PASSAGE SHOWN -
● ● ● ● ● ● ●

Transcription is one factor that creates three-dimensional TAD structures. Also, RNA polymerase is known to elongate DNA and change chromatin shapes. Active regions have enhancers and promoters interacting and promoters that are active have contact with other promoters. Start and stop sites also form loops.
Another structural mechanism involves Polycomb sites, which create clusters that have specific interactions emphasized in the structure inside of a TAD. Physical forces operating on some specific sequences in the chromatin contribute to folding. Some sequences contribute to the 3D structures, but not all
There are many diseases that are based on the loss of some specific DNA sequence with resulting 3D changes in structure contributing to the symptoms.
During cellular division, there is very detailed regulation of all 3D structures. TAD structures exist in interphase but not mitosis. These structures have been seen in some species for 40 million years. This implies that large 3D chromatin structures can be important for evolution..
TADs influence large chromosome structures. Some TADs have long-range relationships to other regions of chromosomes. Variants of these structures exist within a group of similar cells in the same organism. The chromosome dynamically moves a lot but only within a restricted area in the nucleus. Specific chromosomes are tied to the nucleoli and some to the peripheral nuclear lamina. But, also coordinated long-range movements occur for multiple chromosomes.

● ● ● ● ● ● ●

RECORDS SUPPLIED -
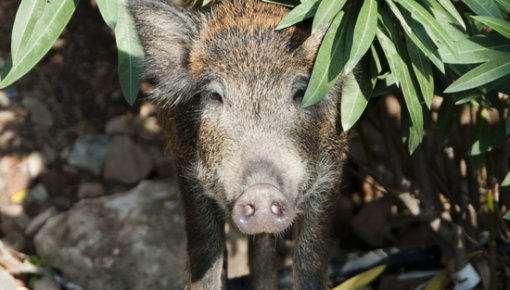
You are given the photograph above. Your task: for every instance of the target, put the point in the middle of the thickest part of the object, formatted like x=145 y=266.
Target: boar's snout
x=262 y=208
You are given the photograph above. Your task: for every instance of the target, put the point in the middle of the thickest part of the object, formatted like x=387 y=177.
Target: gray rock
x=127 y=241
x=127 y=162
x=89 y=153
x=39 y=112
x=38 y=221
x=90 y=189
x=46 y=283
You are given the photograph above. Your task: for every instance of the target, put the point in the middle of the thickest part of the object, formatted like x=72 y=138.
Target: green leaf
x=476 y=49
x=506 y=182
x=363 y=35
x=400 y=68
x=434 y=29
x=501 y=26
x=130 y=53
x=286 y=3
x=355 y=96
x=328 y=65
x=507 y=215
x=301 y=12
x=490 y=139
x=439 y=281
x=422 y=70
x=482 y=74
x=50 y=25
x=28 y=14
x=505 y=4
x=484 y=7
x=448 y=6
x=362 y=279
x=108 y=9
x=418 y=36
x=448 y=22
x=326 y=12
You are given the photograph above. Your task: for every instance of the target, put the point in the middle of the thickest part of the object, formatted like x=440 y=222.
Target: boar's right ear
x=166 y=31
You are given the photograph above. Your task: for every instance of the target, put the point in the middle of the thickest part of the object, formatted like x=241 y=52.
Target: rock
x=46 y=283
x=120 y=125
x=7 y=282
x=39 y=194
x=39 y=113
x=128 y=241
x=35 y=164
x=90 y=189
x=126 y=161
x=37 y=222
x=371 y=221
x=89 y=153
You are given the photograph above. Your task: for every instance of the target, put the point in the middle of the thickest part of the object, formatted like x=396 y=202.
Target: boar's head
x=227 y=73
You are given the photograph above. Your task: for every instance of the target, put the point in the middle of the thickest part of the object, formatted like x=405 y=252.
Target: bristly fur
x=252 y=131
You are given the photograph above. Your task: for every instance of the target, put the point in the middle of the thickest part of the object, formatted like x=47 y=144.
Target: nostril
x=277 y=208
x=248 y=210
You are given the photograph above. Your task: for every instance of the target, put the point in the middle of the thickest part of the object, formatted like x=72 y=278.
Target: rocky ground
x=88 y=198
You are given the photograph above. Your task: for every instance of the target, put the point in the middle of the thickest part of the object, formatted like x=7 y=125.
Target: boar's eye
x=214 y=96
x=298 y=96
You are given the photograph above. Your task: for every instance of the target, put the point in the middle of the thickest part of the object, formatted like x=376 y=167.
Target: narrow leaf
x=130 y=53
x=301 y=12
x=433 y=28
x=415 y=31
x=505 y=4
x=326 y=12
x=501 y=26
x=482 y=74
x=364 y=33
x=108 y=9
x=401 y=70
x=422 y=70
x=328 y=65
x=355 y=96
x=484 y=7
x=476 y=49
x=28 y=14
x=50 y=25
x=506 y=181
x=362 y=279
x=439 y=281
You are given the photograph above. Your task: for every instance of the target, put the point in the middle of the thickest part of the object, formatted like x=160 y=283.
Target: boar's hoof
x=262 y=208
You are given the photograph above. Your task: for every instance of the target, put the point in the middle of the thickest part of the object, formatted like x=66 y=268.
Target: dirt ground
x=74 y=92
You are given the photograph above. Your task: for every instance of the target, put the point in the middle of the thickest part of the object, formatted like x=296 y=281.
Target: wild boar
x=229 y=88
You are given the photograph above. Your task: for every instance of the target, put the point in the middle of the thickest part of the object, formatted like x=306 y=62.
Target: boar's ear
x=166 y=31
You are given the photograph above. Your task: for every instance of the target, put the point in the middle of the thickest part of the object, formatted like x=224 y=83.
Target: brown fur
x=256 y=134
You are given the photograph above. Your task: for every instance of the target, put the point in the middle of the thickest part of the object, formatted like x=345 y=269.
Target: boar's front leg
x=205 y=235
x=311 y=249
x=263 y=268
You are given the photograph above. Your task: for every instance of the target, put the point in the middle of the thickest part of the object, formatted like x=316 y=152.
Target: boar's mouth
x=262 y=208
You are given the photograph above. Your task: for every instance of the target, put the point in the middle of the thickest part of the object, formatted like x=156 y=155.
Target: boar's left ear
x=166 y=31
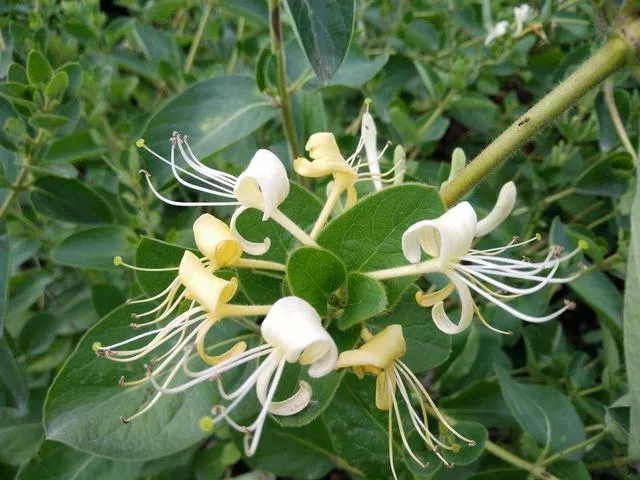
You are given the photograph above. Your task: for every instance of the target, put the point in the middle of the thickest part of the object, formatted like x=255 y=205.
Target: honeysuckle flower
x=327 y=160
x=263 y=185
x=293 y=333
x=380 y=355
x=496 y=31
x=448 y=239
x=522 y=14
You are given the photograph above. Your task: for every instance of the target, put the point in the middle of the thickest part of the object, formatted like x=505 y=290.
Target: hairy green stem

● ● ● ● ● ● ●

TASK OBJECTIVE -
According to the passage on TAD structures, in which phase of the cell cycle do TAD structures exist?

FINISHED TASK -
Interphase, but not mitosis.